▸ Document extract:
"""
An Unmarried Woman
Talk about a film whose time has come … Paul Mazursky’s ode to womanly liberation takes a sensible, gentle approach. Yes, the husband was a total jerk, and so is the first man Jill Clayburgh’s Erica turns to in need. What’s more important is the feeling of empowerment on the personal intimate level: it’s okay for a woman to have personal priorities; it’s okay to decline commitment to the whims and wishes of a male companion. Forty-two years later, the premise holds — especially the film’s emphasis on social support from one’s friends.
An Unmarried Woman
Blu-ray
The Criterion Collection 1032
1978 / Color / 1:85 widescreen / 124 min. / available through The Criterion Collection / Street Date June 9, 2020 / 39.95
Starring: Jill Clayburgh, Alan Bates, Michael Murphy, Cliff Gorman, Pat Quinn, Kelly Bishop, Lisa Lucas, Linda Miller.
Cinematography: Arthur J. Ornitz
Film Editor: Stuart H. Pappé
Original Music: Bill Conti
Produced by Paul Mazursky, Tony Ray
Written and Directed by Paul Mazursky
An Unmarried Woman elicited quite a bit of attention back in 1978. Naysayers tried to brand it as ‘one of those’ women’s lib films, yet it proffers no ideological content and lets its dazed-but-stable heroine lead by example. Paul Mazursky’s presentation of upscale Manhattanites dealing with unhappy realities feels accurate enough: many couples divorce, and men continue to prey on emotionally vulnerable women. It doesn’t address the economic reality faced by the other 85% of American women, but the wives and mothers that can’t run free because of financial and family-obligation restraints will surely identify with the feisty, fair-minded Erica.
We tend to forget the media distortion and scorn of the ’70s that misrepresented the women’s liberation. Mazursky’s picture is a major achievement. He’d advanced quite a bit in ten years: after the trendy premise of his Bob & Carol & Ted & Alice, the writer-director advanced to more insightful dramas about eccentrics navigating awkward relationships. Unmarried is the high point of the first part of his career that began with 1973’s Blume in Love. Mazursky’s strong suit has always been sensitive drama, and he risked a lot by attempting to express a female point of view. I think he succeeded.
"""
▸ Rows:
"""
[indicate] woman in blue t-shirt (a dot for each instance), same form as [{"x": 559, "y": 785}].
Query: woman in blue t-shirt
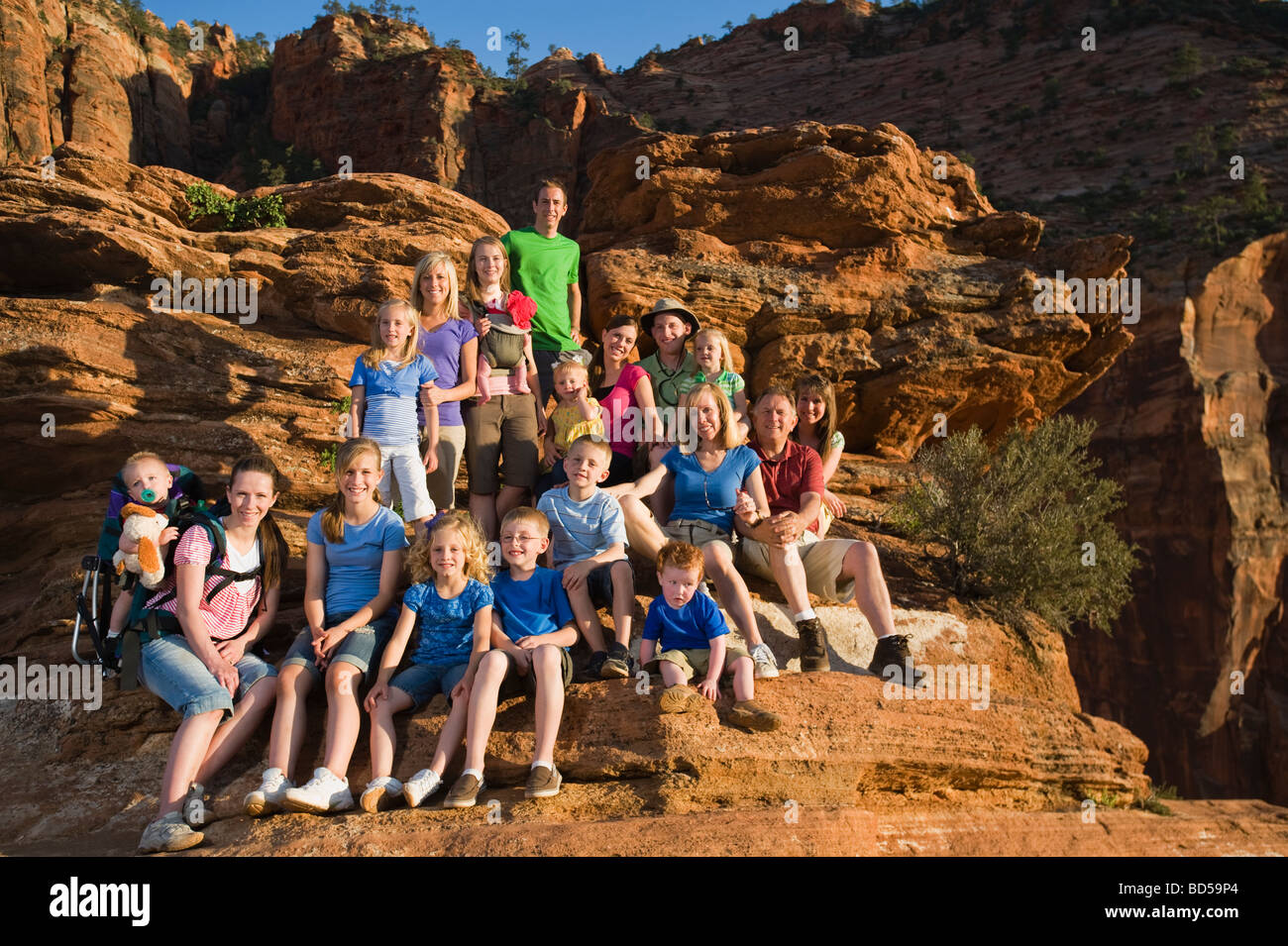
[
  {"x": 355, "y": 559},
  {"x": 712, "y": 478}
]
"""
▸ Short problem 1: According to the review of An Unmarried Woman, which film began the first part of Paul Mazursky's career?
▸ Short problem 2: Resume the review of An Unmarried Woman after its final sentence and carry it forward.

▸ Task output 1: Blume in Love, from 1973.

▸ Task output 2:
Manhattan stockbroker’s wife and part-time gallery employee Erica (Jill Clayburgh) is the one member of her group of girlfriends who appears to have a happy marriage based on mutual trust. She lives in a nice apartment and sends her pleasant fifteen year-old Patti (Lisa Lucas) to private school. So it comes as a shock when Erica’s husband Martin (Michael Murphy) meets her for lunch one day and tearfully announces that he’s been having an affair for over a year. He loves his new girlfriend and wants to live with her. Erica walks away in shock and anger. She isn’t comforted by the advice of her friends, all of whom are equally lost in their own relationship issues: mistrust, loneliness. Erica goes through a period of depression but has no interest in forgiving Martin. Friends set her up with a date, who makes a clumsy pass at her, as does her own doctor. Furious, Erica seeks counsel from a friendly (and divorced) analyst, Tanya (Penelope Russianoff). To her surprise, Tanya also recommends getting out and circulating. Erica launches into a one-nighter with Charlie (Cliff Gorman), an artist who’s been chasing her off and on. She then falls more naturally into a promising romance with another artist, the successful Saul (Alan Bates). The painter is a doll, but has an agenda of his own. Erica likes him. But how much independence is she willing to surrender this time around?
Earlier attempts at serious women’s lib pictures were hit and miss affairs. Frank and Eleanor Perry’s Diary of a Mad Housewife (1970) is a well-made nightmare that places its thesis ahead of its characters — its infantile, abusive husband is entirely realistic, as such males are at all uncommon. That housewife didn’t need to be told that she was mad, she needed to get herself a gun. Martin Scorsese’s Alice Doesn’t Live Here Anymore shows a less privileged woman struggling with her situation and not doing all that well by it. Pictures with more overt ‘right on!’ messages were pitiful failures. 1973’s Stand Up and Be Counted introduced the song “I Am Woman, Hear Me Roar” but went precisely nowhere.
By 1977-78 audiences were ready for something different. Paul Mazursky followed his New York-based success Next Stop, Greenwich Village with a story about a divorcée, or to be precise, a separated female. Erica is living a fairly pleasant life when her marriage blows up in her face. She doesn’t seem to see the everyday shallowness of her husband’s commitment to her. We see it in his every selfish, petulant and disrespectful behavior, especially when sex is the issue. Martin hasn’t even the backbone to play the heel — when faced with an adult decision, he collapses like a blubbering baby. He wants her forgiveness and understanding even though he’s running off to be with a younger woman. Erica stares blindly as her marriage dissolves under his betrayal and cowardice.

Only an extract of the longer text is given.